▶ WORK INSTRUCTIONS:
1. Please quote the ROKR review from "For crying out" up to and including "just about right.".
2. Summarize the ROKR review in two sentences.

▶ TEXT TO READ:
■ ■ ■ ■ ■ ■ ■

Motorola has released their new device for mobile music, the Motorola ROKR available in the US from Cingular.

Motorola has released their new device for mobile music, the Motorola ROKR available in the US from Cingular.
This is quite possibly one of those rarest of occasions where the only thing a device has going for it is that it is co-branded from Apple. Who knew that one day people would be clamoring for the affections of Apple in order to sell what for all practical purposes, is an inferior product?
For crying out loud, this device looks like it is from a time machine! Three years ago this would have ground-breaking. Today it is a “me too!” offering from Motorola. And that “me too” is only differentiated from the rest in that it holds less music and runs iTunes instead of a different player.
The ROKR is a handset using the typical Motorola design, except that now they also have an ‘iTunes’ button on the device to launch the player. I’m glad that Motorola has upped the capacity from earlier reports, saying the device was limited to 25 songs, but considering that any other modern handset with removable storage allows someone to have over 200 songs on the device, I don’t see why having 100 on a gimmicky handset from Motorola is any better. Even if my flux capacitor was fully operational, 100 songs would seem just about right.
So while I’m not exactly impressed with the ROKR, a strong case could be made for the integration with iTunes being a boon to many consumers. I know that I’m not going to tie my handset to a computer with a USB cable to upload songs, leaving me with a substandard PIM and other troublesome Motorola-isms on a device like this. What still remains to be seen is how harshly Cingular has modified and branded the firmware on this device and if the handset will be allowed to send songs back and forth over the Bluetooth connection. I don’t imagine this will be something Cingular will allow, and in order to do so you’ll have to install a new flex of Motorola code in order to allow this. I’m trying hard not to panic just yet until the news really breaks about this.
If listening to music is important to you, and you don’t want to carry an iPod or PSP in your bag or pocket, you would be doing yourself a favor to consider the other options out there for mobile phones with excellent music playback instead of the ROKR.

■ ■ ■ ■ ■ ■ ■

▶ INFORMATION SUPPLIED:
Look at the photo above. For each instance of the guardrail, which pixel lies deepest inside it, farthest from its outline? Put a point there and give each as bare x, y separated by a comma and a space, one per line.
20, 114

■ ■ ■ ■ ■ ■ ■

▶ RESPONSES TO THE EXERCISE:
1.
For crying out loud, this device looks like it is from a time machine! Three years ago this would have ground-breaking. Today it is a “me too!” offering from Motorola. And that “me too” is only differentiated from the rest in that it holds less music and runs iTunes instead of a different player.
The ROKR is a handset using the typical Motorola design, except that now they also have an ‘iTunes’ button on the device to launch the player. I’m glad that Motorola has upped the capacity from earlier reports, saying the device was limited to 25 songs, but considering that any other modern handset with removable storage allows someone to have over 200 songs on the device, I don’t see why having 100 on a gimmicky handset from Motorola is any better. Even if my flux capacitor was fully operational, 100 songs would seem just about right.

2. Motorola has released the ROKR, a music phone co-branded with Apple and sold in the US by Cingular, which runs iTunes and holds 100 songs; the writer sees it as an outdated, inferior product compared with other handsets that can store over 200 songs. The writer won't tie the phone to a computer with a USB cable to load songs, doubts Cingular will allow song transfers over Bluetooth, and advises music listeners to consider other phones instead.